● **PASSAGE GIVEN**
What exactly is a modern data warehouse?

G’day,

I was asked recently what a modern data warehouse is – and that’s a vey thought provoking question.

First, there’s the tag “Modern” – I think what’s modern now may not be quite so modern in a year or twos time – maybe sooner, judging by the speed of some technology changes at present.

My initial response – jokingly – was ‘it depends who you ask’, which is a pretty useless – but true – answer.

Firstly let me put some context around my answer. I’ve built my career around Microsoft technologies – so my answer is going to centre around their latest technologies – which are going to be all cloud based, and essentially incorporate Platform-as-a-Service (PaaS) functionality. Your experience may be different, you might be in a different cloud, you might have different ideas – but for me it’s PaaS Services in the Azure cloud. I’ll expand on this shortly.

● **EXCERPTED RECORDS**
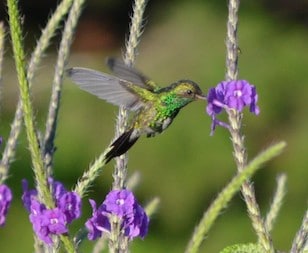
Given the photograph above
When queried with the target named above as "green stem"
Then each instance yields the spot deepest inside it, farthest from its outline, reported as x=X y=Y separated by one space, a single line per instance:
x=227 y=193
x=19 y=55
x=42 y=44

● **TASK DIRECTIONS**
Pick up the piece on what a modern data warehouse is and continue it from its final sentence.

● **ANSWER BELOW**
But let’s (quickly) look back on how I’ve seen data warehouses develop – in my Microsoft world – over the years. They used to be simply built on SQL Server, incorporating fact and dimension tables. There’d be debate about star and snowflake schemas, about kimball or Inmon. More recently people talk about Data Vault. Essentially, people pulled data from their operational (transactional) system into their data warehouse (decision support system or Enterprise data warehouse or whatever they chose to call it).

They did this using some Extract, Transform and Load (ETL) tool (commonly called a data integration tool) like SQL Server integration services.

They might have had a single data source (one transactional system) or they may have had more data sources – so firstly staging the data made sense, then cleaning it and then putting it into the main data warehouse.

We’d have to deal with things like slowly changing dimensions and very often we may not have modelled data exactly as it is in the real world.

We might put analytical models over the data warehouse, initially these were multi-dimensional (MDX) but later Tabular. Then we’d either report straight off the data warehouse or the analytical model – using tools like SQL Server Reporting Services or – lately – Power BI.

For me, things have moved to the cloud and our options have expanded (or should I say exploded)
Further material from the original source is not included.